** Opening DOCUMENT TEXT block **
When is trabeculectomy surgery indicated?
Trabeculectomy is generally recommended for patients with glaucoma that continues to progress despite use of medications and/or laser treatments. In some cases, trabeculectomy surgery may be recommended prior to trying medical or laser treatment. These decisions vary depending on the type and severity of glaucoma, as well as other factors. Sometimes this surgery can be combined with cataract surgery.
What is done during trabeculectomy surgery?
A new drainage site is created to facilitate drainage of fluid from the eye. Instead of draining into the normal drainage site of the eye (the trabecular meshwork), the fluid is drained into a new space (a “bleb”) that is completely covered by the white outer covering (the conjunctiva) of the eye. This will lower the eye pressure. Since the surgery is usually performed near the top of the eye, the area of surgery usually can not be seen afterwards because it is beneath the upper eyelid.
Why do some trabeculectomy surgeries require use of antimetabolites or medications that prevent scarring?
The main reason trabeculectomy surgery fails is that the drainage site can scar and therefore close up. Anitmetabolites, or medications that prevent scarring, can be used to increase the success rate of trabeculectomy surgery in some patients. Since antimetabolites can increase the complication rate of surgery, it is generally reserved for patients that may be at increased risk for trabeculectomy failure. For example, patients who have failed previous trabeculectomy surgery, patients who are younger, patients who have had previous eye surgery in general, patients with uveitis, etc. The decision to use antimetabolites is determined by the surgeon. Not all patients who have trabeculectomy surgery need antimetabolites.
What are the antimetabolites that are used in trabeculectomy surgery?
5 Fluorouracil (5 FU) and Mitomycin C (MMC) are most commonly used. 5 FU can be given during the surgery and/or as injections around the eyeball after surgery. MMC is primarily used during surgery.
What should I expect if I have trabeculectomy surgery?
The procedure is done under local anesthesia in the operating room. After some eye drops are put in the eye and after the eye is numbed, your eye will be “prepped” or cleaned. A sterile drape will be put over your face and body and leave only your eye uncovered. This keeps the area of the operation clean and sterile. Your eye will be held open by a “lid speculum,” so you do not have to worry about blinking during the surgery. Some surgeons may also give you sedating medications through an IV (intravenous) line to keep you completely comfortable. After the surgery is over, a patch and shield will be placed over your eye. This will be removed the day after surgery on your first post-operative visit. You should expect to be seen quite frequently by your surgeon until the eye completely heals. For many people, this may be even for up to 2-3 months. During this time, you will be taking frequent and multiple eye drops. You may need either removal of sutures, a laser procedure to cut some sutures, injections of supplemental medications, or other office procedures to modulate and control the healing process. This will maximize the outcome of the surgery. The postoperative care will vary from patient to patient, and your doctor may not be able to predict what will need to be done after the surgery. This varies widely from person to person. You will also be restricted from strenuous activities during the healing process.
** Closing DOCUMENT TEXT block **
** Opening EXCERPTED RECORDS block **
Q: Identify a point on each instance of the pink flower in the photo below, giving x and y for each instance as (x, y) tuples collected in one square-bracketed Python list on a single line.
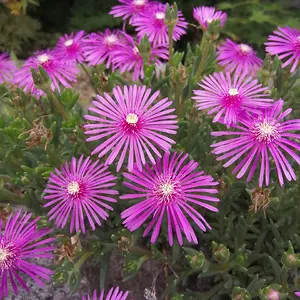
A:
[(240, 58), (59, 71), (171, 188), (70, 47), (227, 97), (152, 24), (259, 138), (78, 191), (205, 15), (128, 58), (286, 43), (131, 8), (7, 68), (113, 294), (100, 47), (131, 123), (20, 242)]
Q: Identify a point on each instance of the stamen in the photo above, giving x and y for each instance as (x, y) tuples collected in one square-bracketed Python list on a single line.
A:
[(73, 188)]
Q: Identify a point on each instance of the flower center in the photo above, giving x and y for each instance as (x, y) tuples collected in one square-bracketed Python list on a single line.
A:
[(245, 48), (166, 190), (160, 15), (132, 119), (43, 58), (7, 256), (69, 43), (111, 39), (233, 92), (139, 2), (266, 130), (73, 188)]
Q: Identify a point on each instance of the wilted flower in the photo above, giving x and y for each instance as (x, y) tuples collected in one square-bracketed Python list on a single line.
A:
[(78, 191), (228, 97), (256, 138), (286, 43), (113, 294), (59, 71), (21, 241), (153, 25), (100, 47), (131, 8), (206, 15), (70, 47), (130, 124), (240, 58), (171, 188), (7, 68), (128, 58)]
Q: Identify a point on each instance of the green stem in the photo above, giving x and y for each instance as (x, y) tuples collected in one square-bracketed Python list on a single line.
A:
[(81, 261), (170, 33), (205, 46)]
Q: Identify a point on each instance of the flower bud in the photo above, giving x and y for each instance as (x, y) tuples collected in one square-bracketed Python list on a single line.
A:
[(220, 253), (196, 261), (239, 293)]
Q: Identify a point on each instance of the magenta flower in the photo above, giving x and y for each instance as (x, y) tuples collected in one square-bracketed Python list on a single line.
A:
[(78, 191), (70, 47), (7, 68), (152, 24), (239, 58), (113, 294), (20, 242), (286, 43), (205, 15), (228, 97), (131, 8), (259, 138), (59, 71), (101, 47), (128, 58), (131, 124), (171, 188)]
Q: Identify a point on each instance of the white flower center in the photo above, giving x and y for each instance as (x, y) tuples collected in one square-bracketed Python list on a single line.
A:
[(160, 15), (166, 189), (139, 2), (111, 39), (69, 43), (73, 188), (266, 130), (132, 119), (233, 92), (245, 48), (43, 58)]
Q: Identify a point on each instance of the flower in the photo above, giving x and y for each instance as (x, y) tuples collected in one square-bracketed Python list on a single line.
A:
[(286, 43), (171, 188), (113, 294), (101, 47), (59, 71), (238, 57), (131, 8), (21, 241), (80, 190), (206, 15), (152, 24), (228, 97), (7, 68), (128, 58), (130, 124), (70, 47), (258, 137)]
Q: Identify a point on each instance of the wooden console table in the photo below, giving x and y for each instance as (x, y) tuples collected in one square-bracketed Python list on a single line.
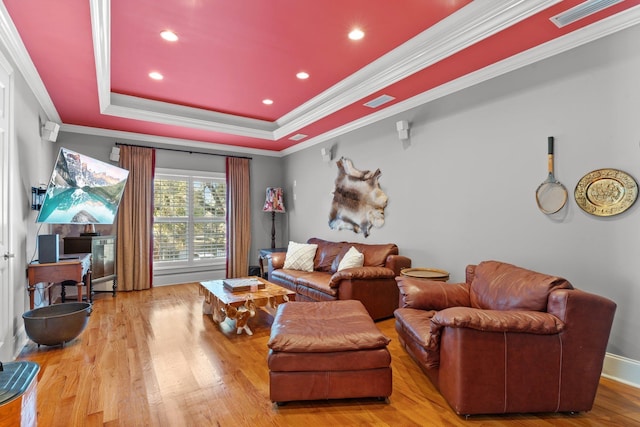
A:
[(71, 268)]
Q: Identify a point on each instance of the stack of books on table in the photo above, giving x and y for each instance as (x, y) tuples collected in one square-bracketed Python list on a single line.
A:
[(243, 284)]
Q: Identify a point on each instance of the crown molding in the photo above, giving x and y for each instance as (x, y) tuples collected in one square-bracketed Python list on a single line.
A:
[(11, 39), (159, 141), (133, 107), (458, 31), (361, 82), (595, 31)]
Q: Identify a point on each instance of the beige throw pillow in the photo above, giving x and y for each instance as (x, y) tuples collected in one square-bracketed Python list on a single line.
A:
[(300, 256), (351, 259)]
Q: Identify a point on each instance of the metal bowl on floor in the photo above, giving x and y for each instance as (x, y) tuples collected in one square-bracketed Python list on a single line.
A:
[(56, 324)]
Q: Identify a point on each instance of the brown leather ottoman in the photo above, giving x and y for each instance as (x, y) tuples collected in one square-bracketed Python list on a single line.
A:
[(327, 350)]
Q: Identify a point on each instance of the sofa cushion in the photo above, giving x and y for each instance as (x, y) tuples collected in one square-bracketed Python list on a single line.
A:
[(374, 255), (300, 256), (326, 253), (501, 286), (430, 294), (351, 259)]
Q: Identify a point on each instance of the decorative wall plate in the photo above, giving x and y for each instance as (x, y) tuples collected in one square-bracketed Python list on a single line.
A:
[(606, 192)]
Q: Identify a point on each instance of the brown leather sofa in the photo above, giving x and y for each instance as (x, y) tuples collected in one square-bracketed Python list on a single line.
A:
[(507, 340), (373, 284)]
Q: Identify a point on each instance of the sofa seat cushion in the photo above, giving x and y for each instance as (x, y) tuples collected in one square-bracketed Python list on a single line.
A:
[(317, 280), (367, 273), (325, 326), (501, 286), (286, 278)]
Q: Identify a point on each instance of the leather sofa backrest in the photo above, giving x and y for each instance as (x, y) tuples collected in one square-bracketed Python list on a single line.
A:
[(501, 286), (329, 254)]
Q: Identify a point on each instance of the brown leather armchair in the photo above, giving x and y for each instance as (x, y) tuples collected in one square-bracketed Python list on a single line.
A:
[(507, 340)]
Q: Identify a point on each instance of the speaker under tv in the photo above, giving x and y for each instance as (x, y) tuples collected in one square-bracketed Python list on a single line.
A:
[(48, 248)]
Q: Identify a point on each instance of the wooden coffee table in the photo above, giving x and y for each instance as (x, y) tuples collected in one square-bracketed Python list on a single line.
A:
[(240, 306)]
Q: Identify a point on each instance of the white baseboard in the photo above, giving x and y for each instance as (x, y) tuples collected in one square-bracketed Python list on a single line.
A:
[(621, 369)]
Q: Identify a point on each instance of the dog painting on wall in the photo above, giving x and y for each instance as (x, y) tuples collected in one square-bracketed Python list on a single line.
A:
[(358, 201)]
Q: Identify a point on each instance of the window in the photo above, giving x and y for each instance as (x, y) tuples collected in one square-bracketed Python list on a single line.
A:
[(189, 218)]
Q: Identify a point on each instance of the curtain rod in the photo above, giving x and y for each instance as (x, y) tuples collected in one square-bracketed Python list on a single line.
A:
[(185, 151)]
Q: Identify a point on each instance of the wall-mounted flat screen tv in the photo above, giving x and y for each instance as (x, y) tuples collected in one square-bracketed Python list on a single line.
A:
[(82, 190)]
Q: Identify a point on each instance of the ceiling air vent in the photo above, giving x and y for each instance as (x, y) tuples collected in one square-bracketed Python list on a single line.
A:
[(382, 99), (298, 137), (580, 11)]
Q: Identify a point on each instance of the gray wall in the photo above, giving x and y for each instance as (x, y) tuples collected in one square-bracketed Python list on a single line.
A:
[(462, 190), (34, 158)]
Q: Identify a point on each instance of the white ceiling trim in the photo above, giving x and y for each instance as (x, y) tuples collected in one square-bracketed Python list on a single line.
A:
[(11, 39), (572, 40), (160, 141), (471, 24), (196, 118)]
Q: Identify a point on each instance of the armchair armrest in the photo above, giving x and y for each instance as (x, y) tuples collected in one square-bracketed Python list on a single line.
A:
[(361, 273), (397, 263), (432, 295)]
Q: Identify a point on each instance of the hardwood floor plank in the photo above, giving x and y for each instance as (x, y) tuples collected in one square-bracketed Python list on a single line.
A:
[(151, 358)]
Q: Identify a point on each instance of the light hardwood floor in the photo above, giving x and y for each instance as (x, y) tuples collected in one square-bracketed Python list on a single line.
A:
[(151, 358)]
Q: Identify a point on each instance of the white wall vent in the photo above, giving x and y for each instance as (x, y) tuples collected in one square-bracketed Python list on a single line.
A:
[(580, 11), (382, 99)]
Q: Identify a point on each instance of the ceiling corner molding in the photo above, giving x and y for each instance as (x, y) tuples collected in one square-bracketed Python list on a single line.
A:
[(136, 108), (159, 141), (572, 40), (460, 30), (11, 39), (133, 107), (101, 34)]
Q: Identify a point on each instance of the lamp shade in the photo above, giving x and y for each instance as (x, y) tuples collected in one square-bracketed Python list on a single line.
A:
[(274, 200)]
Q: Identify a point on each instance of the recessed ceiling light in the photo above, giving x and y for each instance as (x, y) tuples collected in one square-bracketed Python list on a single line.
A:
[(169, 35), (356, 34)]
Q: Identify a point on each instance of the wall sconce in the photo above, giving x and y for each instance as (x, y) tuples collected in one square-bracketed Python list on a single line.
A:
[(115, 154), (403, 129), (327, 154), (37, 197), (274, 203)]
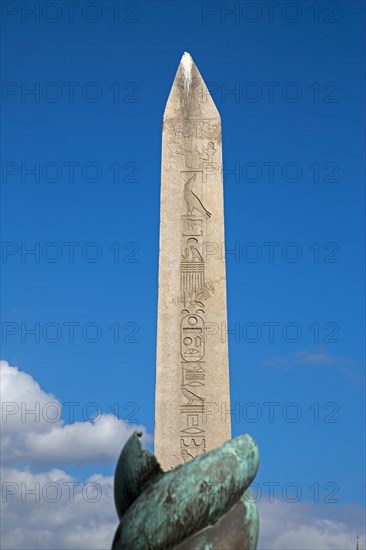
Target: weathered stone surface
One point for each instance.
(192, 379)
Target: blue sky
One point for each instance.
(289, 85)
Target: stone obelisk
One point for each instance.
(192, 401)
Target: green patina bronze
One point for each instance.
(202, 505)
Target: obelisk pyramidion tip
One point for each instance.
(187, 63)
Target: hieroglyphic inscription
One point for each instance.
(192, 331)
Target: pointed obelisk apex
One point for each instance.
(192, 400)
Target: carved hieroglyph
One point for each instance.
(192, 378)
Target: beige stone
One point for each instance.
(192, 378)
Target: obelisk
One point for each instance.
(192, 400)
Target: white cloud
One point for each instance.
(43, 438)
(52, 510)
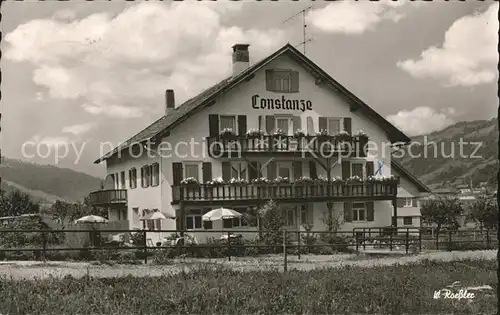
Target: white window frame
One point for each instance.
(288, 165)
(328, 121)
(408, 202)
(356, 209)
(196, 163)
(411, 218)
(123, 180)
(155, 174)
(240, 165)
(282, 75)
(291, 211)
(363, 165)
(235, 122)
(289, 118)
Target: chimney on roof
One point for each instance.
(241, 58)
(169, 101)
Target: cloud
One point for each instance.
(79, 129)
(353, 17)
(52, 142)
(468, 56)
(422, 120)
(120, 66)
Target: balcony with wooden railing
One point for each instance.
(108, 197)
(230, 146)
(291, 192)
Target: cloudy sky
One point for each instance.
(89, 72)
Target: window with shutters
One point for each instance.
(193, 219)
(227, 122)
(407, 220)
(239, 170)
(290, 217)
(333, 126)
(122, 180)
(358, 212)
(132, 178)
(285, 124)
(286, 81)
(357, 169)
(192, 169)
(145, 176)
(155, 170)
(285, 169)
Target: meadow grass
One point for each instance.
(398, 289)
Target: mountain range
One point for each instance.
(478, 162)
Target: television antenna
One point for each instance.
(303, 12)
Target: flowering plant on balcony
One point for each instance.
(279, 132)
(227, 133)
(191, 181)
(354, 179)
(299, 133)
(322, 133)
(281, 180)
(218, 181)
(254, 133)
(238, 181)
(260, 181)
(304, 180)
(343, 136)
(360, 134)
(381, 178)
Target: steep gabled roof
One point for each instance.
(163, 125)
(415, 181)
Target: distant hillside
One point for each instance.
(45, 182)
(439, 170)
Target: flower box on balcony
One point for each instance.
(227, 134)
(254, 133)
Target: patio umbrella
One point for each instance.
(91, 219)
(159, 215)
(220, 214)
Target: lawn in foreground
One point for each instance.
(399, 289)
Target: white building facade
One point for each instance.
(244, 129)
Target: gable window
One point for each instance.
(155, 173)
(286, 81)
(227, 122)
(239, 170)
(132, 178)
(357, 169)
(285, 169)
(284, 123)
(122, 180)
(192, 169)
(145, 176)
(333, 126)
(358, 212)
(193, 220)
(407, 220)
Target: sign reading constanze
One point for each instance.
(280, 103)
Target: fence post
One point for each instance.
(145, 247)
(407, 241)
(419, 241)
(44, 246)
(390, 241)
(449, 240)
(284, 250)
(229, 246)
(298, 246)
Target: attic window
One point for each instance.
(284, 81)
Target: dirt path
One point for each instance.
(19, 270)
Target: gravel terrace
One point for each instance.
(33, 269)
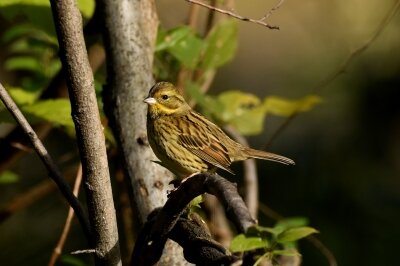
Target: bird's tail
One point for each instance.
(252, 153)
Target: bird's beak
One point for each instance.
(150, 100)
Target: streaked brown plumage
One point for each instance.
(186, 142)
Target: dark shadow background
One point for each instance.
(347, 149)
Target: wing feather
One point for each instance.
(204, 144)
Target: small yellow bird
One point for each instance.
(186, 142)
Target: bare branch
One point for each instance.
(343, 66)
(60, 244)
(234, 15)
(147, 251)
(276, 7)
(54, 172)
(89, 131)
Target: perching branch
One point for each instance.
(54, 171)
(148, 250)
(67, 226)
(232, 14)
(89, 131)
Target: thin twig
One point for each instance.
(276, 7)
(343, 66)
(210, 17)
(232, 14)
(54, 172)
(250, 175)
(60, 244)
(193, 16)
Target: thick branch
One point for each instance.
(148, 250)
(89, 131)
(54, 172)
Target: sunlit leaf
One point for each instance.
(294, 234)
(221, 44)
(243, 243)
(56, 111)
(292, 222)
(5, 116)
(272, 230)
(187, 49)
(168, 39)
(16, 32)
(26, 63)
(8, 177)
(22, 96)
(86, 7)
(242, 111)
(285, 107)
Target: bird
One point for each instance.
(187, 143)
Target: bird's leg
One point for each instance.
(177, 182)
(186, 178)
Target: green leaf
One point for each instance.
(274, 231)
(292, 222)
(56, 111)
(243, 243)
(242, 111)
(294, 234)
(86, 7)
(5, 116)
(221, 44)
(169, 39)
(285, 107)
(26, 63)
(187, 49)
(8, 177)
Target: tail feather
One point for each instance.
(252, 153)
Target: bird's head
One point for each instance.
(165, 99)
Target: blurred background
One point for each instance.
(346, 181)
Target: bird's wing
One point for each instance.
(208, 148)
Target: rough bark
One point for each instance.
(89, 131)
(130, 33)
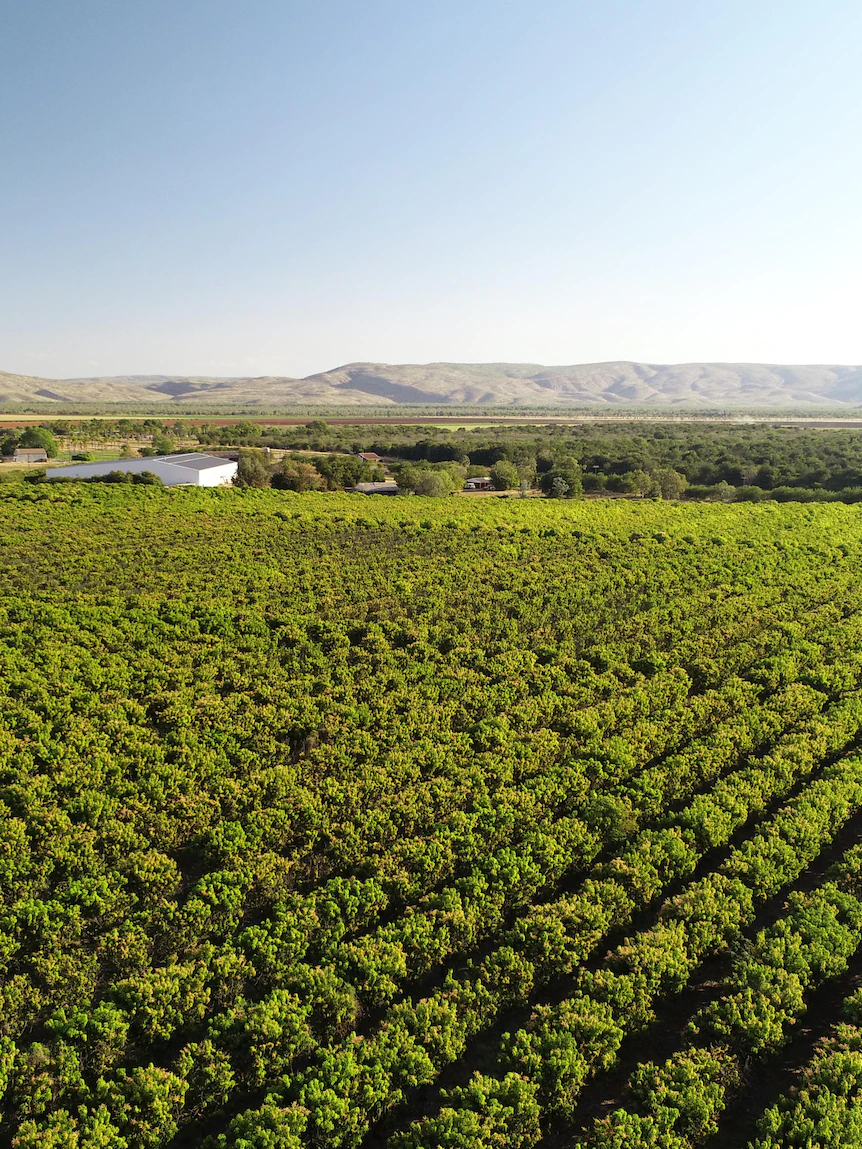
** Closing EXCERPTED RECORDS block **
> [PROBLEM TO WORK ON]: Print the stretch of the trabeculectomy text above from "A new drainage" through "the upper eyelid.", word for word.

> [THE COMPLETED TASK]:
A new drainage site is created to facilitate drainage of fluid from the eye. Instead of draining into the normal drainage site of the eye (the trabecular meshwork), the fluid is drained into a new space (a “bleb”) that is completely covered by the white outer covering (the conjunctiva) of the eye. This will lower the eye pressure. Since the surgery is usually performed near the top of the eye, the area of surgery usually can not be seen afterwards because it is beneath the upper eyelid.